— START OF Information given —

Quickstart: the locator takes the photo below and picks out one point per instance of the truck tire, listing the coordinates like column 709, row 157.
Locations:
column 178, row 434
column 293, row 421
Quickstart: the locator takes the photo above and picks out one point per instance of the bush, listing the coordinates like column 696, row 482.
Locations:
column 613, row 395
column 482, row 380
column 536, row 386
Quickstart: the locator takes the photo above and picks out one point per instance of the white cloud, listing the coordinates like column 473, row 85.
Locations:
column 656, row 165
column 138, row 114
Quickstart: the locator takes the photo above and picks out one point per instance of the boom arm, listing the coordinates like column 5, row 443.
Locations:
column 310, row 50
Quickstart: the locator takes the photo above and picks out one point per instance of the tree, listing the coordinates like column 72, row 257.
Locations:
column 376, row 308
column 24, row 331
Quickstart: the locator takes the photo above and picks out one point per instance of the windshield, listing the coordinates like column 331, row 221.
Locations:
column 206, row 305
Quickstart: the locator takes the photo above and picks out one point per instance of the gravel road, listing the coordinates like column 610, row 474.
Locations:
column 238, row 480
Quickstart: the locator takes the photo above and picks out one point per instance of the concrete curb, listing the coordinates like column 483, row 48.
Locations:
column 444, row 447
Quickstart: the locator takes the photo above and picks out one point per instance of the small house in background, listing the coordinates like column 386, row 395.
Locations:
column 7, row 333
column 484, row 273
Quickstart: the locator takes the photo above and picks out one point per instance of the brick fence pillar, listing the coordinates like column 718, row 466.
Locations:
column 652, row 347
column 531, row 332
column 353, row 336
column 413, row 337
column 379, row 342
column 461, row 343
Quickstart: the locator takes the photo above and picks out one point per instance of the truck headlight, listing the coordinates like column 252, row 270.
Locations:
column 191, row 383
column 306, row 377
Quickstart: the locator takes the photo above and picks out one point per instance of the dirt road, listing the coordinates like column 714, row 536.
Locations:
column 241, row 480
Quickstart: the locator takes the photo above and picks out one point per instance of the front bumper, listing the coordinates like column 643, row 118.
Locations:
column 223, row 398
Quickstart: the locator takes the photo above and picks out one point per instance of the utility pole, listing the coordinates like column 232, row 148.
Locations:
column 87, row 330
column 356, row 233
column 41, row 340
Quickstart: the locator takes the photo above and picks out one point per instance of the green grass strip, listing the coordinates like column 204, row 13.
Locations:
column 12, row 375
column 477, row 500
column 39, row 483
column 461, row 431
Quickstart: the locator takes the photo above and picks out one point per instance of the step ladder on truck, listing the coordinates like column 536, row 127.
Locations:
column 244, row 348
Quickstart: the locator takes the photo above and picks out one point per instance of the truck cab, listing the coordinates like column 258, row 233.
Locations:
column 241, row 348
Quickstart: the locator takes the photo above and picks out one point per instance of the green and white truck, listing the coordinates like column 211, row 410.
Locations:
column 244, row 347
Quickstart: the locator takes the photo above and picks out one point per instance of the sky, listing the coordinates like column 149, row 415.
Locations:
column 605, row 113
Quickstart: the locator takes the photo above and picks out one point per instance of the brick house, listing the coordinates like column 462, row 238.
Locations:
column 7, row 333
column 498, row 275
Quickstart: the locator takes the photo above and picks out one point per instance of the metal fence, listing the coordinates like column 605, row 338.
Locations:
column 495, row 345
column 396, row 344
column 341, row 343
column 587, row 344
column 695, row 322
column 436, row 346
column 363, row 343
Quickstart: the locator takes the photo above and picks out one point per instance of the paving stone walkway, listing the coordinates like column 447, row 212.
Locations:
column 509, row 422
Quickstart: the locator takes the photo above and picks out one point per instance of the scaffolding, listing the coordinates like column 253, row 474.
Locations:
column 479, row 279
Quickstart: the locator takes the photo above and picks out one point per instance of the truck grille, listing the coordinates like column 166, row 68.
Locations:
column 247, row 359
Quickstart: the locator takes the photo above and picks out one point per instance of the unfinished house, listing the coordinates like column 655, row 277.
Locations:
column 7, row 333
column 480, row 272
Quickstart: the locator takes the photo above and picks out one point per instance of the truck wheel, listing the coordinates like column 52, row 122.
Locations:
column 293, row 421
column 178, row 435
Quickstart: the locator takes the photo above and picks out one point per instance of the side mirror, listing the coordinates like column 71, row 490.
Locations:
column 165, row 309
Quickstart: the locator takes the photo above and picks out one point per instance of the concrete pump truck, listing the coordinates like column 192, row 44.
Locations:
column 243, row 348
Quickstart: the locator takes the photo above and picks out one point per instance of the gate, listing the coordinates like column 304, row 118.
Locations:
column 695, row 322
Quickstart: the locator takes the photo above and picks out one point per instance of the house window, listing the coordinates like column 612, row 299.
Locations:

— END OF Information given —

Turn the records into a numbered list, starting with the line that contains "536, row 127." and going on through the line that contains "column 480, row 272", with both of those lines included. Leave out any blank lines.

== The completed task ==
1. Quickstart: the locator takes the photo above and picks out one point per instance of the step ladder on truck, listing the coordinates like column 536, row 127.
2. Locations:
3. column 244, row 348
4. Quickstart: the locator takes the photo above and picks out one point per instance of the truck cab, listing the coordinates like column 258, row 233.
5. Locations:
6. column 241, row 348
7. Quickstart: the locator takes the photo above and picks out one point per instance of the green and white truck, listing the coordinates like column 211, row 410.
8. Locations:
9. column 244, row 347
10. Quickstart: the locator takes the photo above and picks out one point per instance of the sky, listing the coordinates like column 149, row 415.
11. Locations:
12. column 605, row 113
13. Quickstart: the locator takes the photo above and picks out one point per instance of the brick house, listing the coordinates like column 462, row 238.
14. Locations:
15. column 7, row 333
16. column 498, row 275
17. Quickstart: the locator takes the photo above and picks out one point per instance of the metal fence, listing the coordinates like column 605, row 338.
18. Locations:
19. column 495, row 345
20. column 396, row 344
21. column 341, row 343
22. column 587, row 344
23. column 695, row 322
24. column 436, row 346
25. column 363, row 343
26. Quickstart: the locator takes the photo above and picks out one point per instance of the paving stone walkway, listing the coordinates like column 447, row 212.
27. Locations:
28. column 509, row 422
29. Quickstart: the locator takes the photo above and picks out one point per instance of the scaffolding, listing the coordinates like column 253, row 474.
30. Locations:
31. column 479, row 279
32. Quickstart: the locator takes the photo above and picks out one point per instance of the truck grille, listing the coordinates like column 166, row 68.
33. Locations:
34. column 247, row 359
35. Quickstart: the locator takes the photo above and picks out one point per instance of the unfinished house, listing the coordinates like column 655, row 277.
36. Locations:
37. column 7, row 333
38. column 480, row 272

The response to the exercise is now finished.